--- ACTIVITY ---
Lift out, unaltered, the lines of the material below between the line holding "positive clicks: (556, 38) (573, 21)" and the line holding "18L574 15L566 22L564", counting both.

--- TASK INPUT ---

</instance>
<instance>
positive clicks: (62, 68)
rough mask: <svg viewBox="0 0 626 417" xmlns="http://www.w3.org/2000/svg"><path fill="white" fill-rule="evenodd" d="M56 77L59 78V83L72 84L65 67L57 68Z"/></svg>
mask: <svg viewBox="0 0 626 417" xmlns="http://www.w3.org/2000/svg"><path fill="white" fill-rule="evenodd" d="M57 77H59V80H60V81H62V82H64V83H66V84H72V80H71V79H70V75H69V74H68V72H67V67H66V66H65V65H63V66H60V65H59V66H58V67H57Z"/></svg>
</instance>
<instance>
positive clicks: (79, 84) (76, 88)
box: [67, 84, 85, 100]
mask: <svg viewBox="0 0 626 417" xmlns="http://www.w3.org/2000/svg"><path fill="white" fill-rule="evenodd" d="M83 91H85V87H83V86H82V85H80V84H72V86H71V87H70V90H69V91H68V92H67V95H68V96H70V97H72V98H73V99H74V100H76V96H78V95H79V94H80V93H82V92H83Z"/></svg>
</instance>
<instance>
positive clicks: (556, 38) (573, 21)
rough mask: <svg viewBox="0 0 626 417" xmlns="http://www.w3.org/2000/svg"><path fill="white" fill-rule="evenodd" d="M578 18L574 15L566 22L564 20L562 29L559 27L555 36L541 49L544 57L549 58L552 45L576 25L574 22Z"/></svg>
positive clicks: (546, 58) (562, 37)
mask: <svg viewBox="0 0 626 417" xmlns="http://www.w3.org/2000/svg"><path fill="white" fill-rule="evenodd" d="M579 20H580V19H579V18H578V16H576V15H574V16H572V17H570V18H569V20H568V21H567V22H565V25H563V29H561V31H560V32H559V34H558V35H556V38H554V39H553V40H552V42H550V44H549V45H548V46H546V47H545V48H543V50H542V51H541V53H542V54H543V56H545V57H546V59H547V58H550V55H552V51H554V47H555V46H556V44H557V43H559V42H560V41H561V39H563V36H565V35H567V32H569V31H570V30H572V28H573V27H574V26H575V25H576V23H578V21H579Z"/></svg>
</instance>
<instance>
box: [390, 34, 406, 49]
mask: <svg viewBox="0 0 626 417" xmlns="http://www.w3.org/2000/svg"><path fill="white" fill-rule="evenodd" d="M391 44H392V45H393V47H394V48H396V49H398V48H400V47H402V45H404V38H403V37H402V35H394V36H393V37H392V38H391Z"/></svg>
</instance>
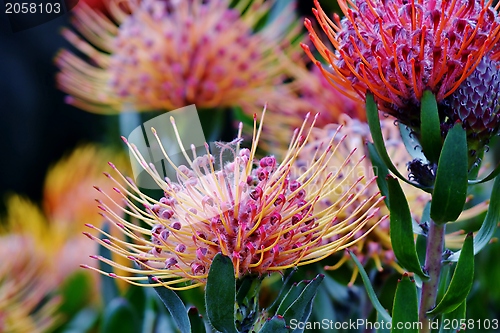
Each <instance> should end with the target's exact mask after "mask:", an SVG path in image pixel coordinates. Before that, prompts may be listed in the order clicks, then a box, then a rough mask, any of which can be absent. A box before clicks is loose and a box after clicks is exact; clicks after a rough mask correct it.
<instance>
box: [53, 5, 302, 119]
mask: <svg viewBox="0 0 500 333" xmlns="http://www.w3.org/2000/svg"><path fill="white" fill-rule="evenodd" d="M106 1H107V3H108V7H109V12H110V15H111V16H112V17H113V19H114V20H115V21H116V22H118V26H117V25H116V24H115V23H113V21H112V20H111V19H109V18H107V17H106V16H104V15H103V14H102V13H100V12H96V11H93V10H92V9H90V8H89V7H88V6H86V5H85V4H84V3H80V4H79V5H78V6H77V7H76V8H75V10H74V13H75V16H74V27H75V28H76V29H77V30H78V32H79V33H81V34H82V35H83V37H84V38H85V39H86V40H84V39H82V38H80V37H79V36H78V35H77V34H75V33H74V32H72V31H70V30H68V29H66V30H64V31H63V35H64V36H65V37H66V38H67V39H68V40H69V41H70V42H71V43H72V44H73V45H74V46H75V47H77V48H78V49H79V50H80V51H81V52H83V53H84V54H85V55H87V56H88V57H89V60H90V62H87V61H84V60H82V59H81V58H79V57H78V56H76V55H75V54H73V53H71V52H69V51H67V50H63V51H61V53H60V54H59V56H58V57H57V59H56V63H57V65H58V66H59V67H60V68H61V72H60V73H59V74H58V76H57V81H58V84H59V87H60V88H61V89H62V90H63V91H65V92H67V93H68V94H70V96H69V97H68V98H67V102H69V103H70V104H73V105H75V106H76V107H79V108H82V109H84V110H87V111H91V112H96V113H117V112H120V111H124V110H135V111H141V110H167V111H169V110H173V109H177V108H180V107H184V106H186V105H190V104H196V106H197V107H198V108H224V107H232V106H242V107H244V108H245V109H251V110H250V112H252V113H253V112H256V110H257V109H256V106H258V110H261V109H262V106H263V105H264V103H266V102H268V101H269V102H272V101H273V100H274V97H273V96H274V94H276V90H280V88H283V89H285V88H284V87H285V85H284V84H282V82H283V77H284V69H285V68H286V66H287V64H288V63H289V60H287V59H288V57H287V55H286V54H288V53H289V52H292V51H291V50H294V51H293V52H297V50H296V48H295V47H290V46H291V42H292V40H294V39H296V38H297V37H298V36H299V35H300V27H299V26H298V25H296V24H293V20H290V19H289V18H290V17H291V16H293V15H292V14H293V8H292V6H293V4H292V3H290V5H289V6H287V9H286V10H284V11H283V12H282V13H280V15H279V17H277V18H276V19H275V20H274V21H273V22H271V23H269V24H267V25H266V26H264V27H263V28H259V30H257V31H255V29H256V28H257V25H258V23H259V22H260V20H262V19H263V17H264V16H265V15H266V14H268V12H269V9H270V8H271V6H273V4H274V1H264V0H242V1H239V2H238V3H237V4H236V6H235V7H234V8H230V6H229V5H230V1H229V0H208V1H205V0H203V1H202V0H183V1H156V0H142V1H122V0H106ZM285 49H287V50H288V51H286V52H285ZM285 90H286V89H285ZM252 110H253V111H252Z"/></svg>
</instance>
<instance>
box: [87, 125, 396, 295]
mask: <svg viewBox="0 0 500 333" xmlns="http://www.w3.org/2000/svg"><path fill="white" fill-rule="evenodd" d="M306 119H307V118H306ZM306 122H307V120H306ZM306 122H304V124H303V125H302V127H301V128H300V129H299V130H298V131H297V132H295V135H294V137H293V139H292V141H291V144H290V149H289V151H288V153H287V154H286V156H285V157H284V159H283V161H282V162H281V163H278V162H277V161H276V159H275V158H274V157H272V156H268V157H263V158H261V159H255V158H254V156H255V151H256V149H257V144H258V141H259V137H260V134H261V129H262V122H261V125H260V126H259V128H258V130H257V126H256V118H255V117H254V133H253V138H252V145H251V148H250V149H247V148H241V147H240V141H241V139H240V136H238V138H237V139H236V140H235V141H234V142H232V143H229V144H219V146H220V147H221V152H220V156H217V155H215V156H214V155H212V154H210V153H208V146H207V154H206V155H203V156H192V159H191V158H187V159H188V161H190V162H189V166H185V165H180V166H175V165H174V164H173V163H172V162H171V160H170V157H169V156H168V155H167V154H166V153H165V160H166V161H169V163H171V164H172V166H173V167H174V168H175V169H176V170H177V180H170V179H168V178H167V179H163V178H162V177H160V176H159V175H158V173H157V172H156V170H155V169H154V167H153V165H151V164H148V163H146V161H145V160H144V158H143V157H142V155H141V153H140V152H139V151H138V150H137V148H135V146H134V145H133V144H130V143H129V147H130V149H131V152H132V154H134V156H135V157H136V158H137V160H138V161H139V162H141V164H142V165H143V167H144V169H145V170H146V171H147V172H148V173H149V174H150V175H151V177H152V178H153V179H155V180H156V182H157V184H158V186H159V187H160V188H161V189H162V190H163V191H164V196H163V197H162V198H161V199H160V200H155V199H153V198H151V197H149V196H147V195H146V194H144V193H142V192H141V190H140V189H139V188H138V187H137V186H136V185H135V184H134V182H133V181H132V180H130V179H129V188H125V187H123V186H121V185H117V187H116V188H115V191H116V192H117V193H120V194H121V195H122V196H123V199H124V200H126V202H127V203H128V208H127V209H125V212H126V213H127V214H128V215H130V217H133V218H136V219H138V220H140V221H141V223H140V224H136V223H131V222H129V221H128V220H127V219H123V218H121V217H120V216H118V215H116V214H114V213H113V212H112V210H111V208H110V207H108V206H107V205H105V204H101V205H100V208H101V210H102V211H103V216H104V217H105V218H106V219H108V220H109V221H111V222H112V223H113V224H114V225H115V226H116V227H118V228H119V229H120V230H122V232H123V233H124V234H126V235H127V236H128V238H129V239H131V240H133V241H131V242H123V241H120V240H119V239H116V238H114V237H112V236H111V235H107V234H106V233H105V232H103V231H102V230H99V228H97V227H95V226H92V225H88V226H89V227H90V228H91V229H94V230H97V231H99V232H100V233H102V234H104V235H105V236H107V238H105V239H103V240H101V239H99V238H97V237H96V236H94V235H91V234H89V233H87V234H86V235H87V236H88V237H89V238H91V239H93V240H95V241H97V242H99V243H100V244H101V245H102V246H105V247H107V248H108V249H110V250H112V251H113V252H115V253H117V254H119V255H121V256H123V257H126V258H129V259H130V260H132V261H133V262H135V263H136V264H137V265H138V267H139V268H138V269H130V270H129V271H131V272H133V273H136V274H137V276H133V277H124V276H119V275H117V274H115V273H106V272H102V271H99V270H98V269H97V268H94V267H90V266H87V265H83V267H84V268H89V269H93V270H96V271H99V272H101V273H103V274H107V275H109V276H111V277H114V278H120V279H124V280H126V281H128V282H130V283H133V284H139V285H141V286H144V284H141V283H139V281H143V280H147V279H148V276H153V277H154V278H153V279H154V280H155V281H156V284H153V285H156V286H160V285H163V286H165V287H168V288H171V289H187V288H192V287H196V286H200V285H203V284H204V283H205V282H206V278H207V274H208V271H209V268H210V265H211V262H212V259H213V258H214V256H215V254H217V253H219V252H221V253H222V254H224V255H226V256H229V257H230V258H231V259H232V261H233V264H234V267H235V276H236V277H241V276H243V275H246V274H255V275H263V274H268V273H272V272H275V271H282V270H284V269H286V268H289V267H295V266H301V265H305V264H309V263H313V262H316V261H319V260H321V259H323V258H326V257H327V256H329V255H331V254H332V253H334V252H336V251H340V250H342V249H345V248H347V247H349V246H352V245H353V244H354V243H355V242H356V241H359V240H360V239H361V238H362V237H363V235H362V234H367V233H368V232H370V231H371V229H370V228H368V229H367V228H365V225H366V224H367V223H371V224H372V226H373V227H374V226H376V225H377V223H379V221H383V220H385V219H386V217H381V216H379V214H378V208H376V206H377V205H378V204H379V202H380V201H381V200H382V198H381V197H380V195H379V193H378V192H377V191H376V190H375V188H376V184H375V179H374V178H371V179H367V180H366V181H364V178H363V177H358V178H352V177H348V176H349V175H350V174H351V172H353V170H355V168H356V166H357V165H359V163H361V161H360V160H357V159H355V158H354V157H353V155H352V153H350V152H345V151H343V150H341V149H339V144H338V143H334V139H333V138H332V139H330V138H329V139H327V140H326V141H324V142H323V144H322V145H321V147H319V149H318V150H317V154H316V155H315V156H314V162H313V163H312V164H311V165H310V166H309V167H308V168H305V169H304V168H301V169H297V167H299V166H298V165H297V164H296V160H297V157H298V156H299V154H300V152H301V150H302V149H303V148H304V146H305V144H306V143H307V142H308V140H309V137H310V135H311V128H308V126H306ZM173 124H174V122H173ZM313 125H314V121H313ZM174 126H175V125H174ZM153 132H154V133H155V135H156V132H155V131H154V130H153ZM240 134H241V125H240ZM157 138H158V137H157ZM344 139H345V138H344ZM340 141H342V140H340ZM158 143H160V145H161V141H160V140H159V138H158ZM179 145H180V147H182V143H180V142H179ZM228 151H229V152H231V155H232V158H231V161H230V162H228V163H222V161H221V165H223V166H222V167H221V168H216V167H215V165H214V164H216V163H217V162H218V161H219V159H222V154H223V153H224V152H226V153H227V152H228ZM193 154H194V152H193ZM344 154H345V155H344ZM186 156H187V154H186ZM332 159H335V160H336V161H338V162H339V164H338V165H336V169H335V170H330V168H329V167H328V166H329V161H330V160H332ZM112 167H113V169H115V171H116V172H117V173H118V175H119V179H126V178H125V177H124V176H123V175H122V174H121V173H120V172H119V171H118V170H117V169H116V168H115V167H114V166H113V165H112ZM343 170H346V171H343ZM109 177H110V178H111V179H114V178H113V177H112V176H109ZM117 184H119V183H117ZM338 191H340V192H341V195H339V196H338V199H337V200H336V201H335V202H332V203H331V204H330V205H329V206H328V207H325V208H323V209H317V205H316V204H317V203H318V202H320V201H321V200H323V199H324V198H325V197H326V196H328V195H329V193H331V192H338ZM368 191H370V193H371V195H365V193H367V192H368ZM101 192H103V193H104V191H101ZM360 197H362V198H363V199H362V200H359V198H360ZM138 205H141V206H144V207H145V210H142V209H140V208H139V207H138ZM375 216H377V218H376V219H377V221H375V220H374V218H375ZM355 236H356V241H354V238H355ZM94 258H96V259H99V260H101V261H104V262H106V263H108V264H110V265H111V266H114V267H116V268H123V267H122V266H121V265H119V264H117V263H115V262H113V261H110V260H108V259H106V258H103V257H97V256H94Z"/></svg>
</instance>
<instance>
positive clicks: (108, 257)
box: [99, 222, 120, 304]
mask: <svg viewBox="0 0 500 333" xmlns="http://www.w3.org/2000/svg"><path fill="white" fill-rule="evenodd" d="M102 231H103V232H104V233H106V234H109V223H107V222H104V223H103V224H102ZM102 238H106V236H104V235H103V236H101V239H102ZM99 256H101V257H104V258H106V259H110V260H111V251H110V250H109V249H107V248H106V247H104V246H99ZM99 269H100V270H101V271H104V272H110V271H111V270H112V267H111V266H110V265H108V264H106V263H104V262H103V261H102V260H99ZM100 281H101V294H102V300H103V302H104V304H109V303H110V302H111V301H112V300H113V299H115V298H117V297H120V291H119V289H118V285H117V284H116V280H115V279H113V278H110V277H109V276H107V275H100Z"/></svg>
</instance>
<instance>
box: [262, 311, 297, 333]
mask: <svg viewBox="0 0 500 333" xmlns="http://www.w3.org/2000/svg"><path fill="white" fill-rule="evenodd" d="M290 332H291V329H289V328H288V327H287V325H286V323H285V319H284V318H283V317H282V316H279V315H278V316H274V317H272V318H270V319H269V320H267V321H266V322H265V323H264V325H263V326H262V328H261V329H260V331H259V333H290Z"/></svg>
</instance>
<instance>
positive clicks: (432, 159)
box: [420, 90, 442, 163]
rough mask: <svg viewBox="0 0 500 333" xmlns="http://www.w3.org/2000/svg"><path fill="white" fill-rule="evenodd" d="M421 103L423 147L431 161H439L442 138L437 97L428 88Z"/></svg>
mask: <svg viewBox="0 0 500 333" xmlns="http://www.w3.org/2000/svg"><path fill="white" fill-rule="evenodd" d="M420 103H421V105H420V134H421V135H420V141H421V143H422V149H423V152H424V154H425V156H426V157H427V159H428V160H429V161H430V162H432V163H437V161H438V160H439V154H440V152H441V145H442V140H441V125H440V121H439V114H438V109H437V102H436V97H435V96H434V94H433V93H432V92H431V91H429V90H426V91H424V94H423V96H422V99H421V101H420Z"/></svg>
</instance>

--- OUTPUT ---
positive clicks: (556, 38) (573, 21)
rough mask: <svg viewBox="0 0 626 417" xmlns="http://www.w3.org/2000/svg"><path fill="white" fill-rule="evenodd" d="M578 18L574 15L566 22L564 20L562 29L559 27L555 36L541 49L544 57L549 58L552 45L576 25L574 22Z"/></svg>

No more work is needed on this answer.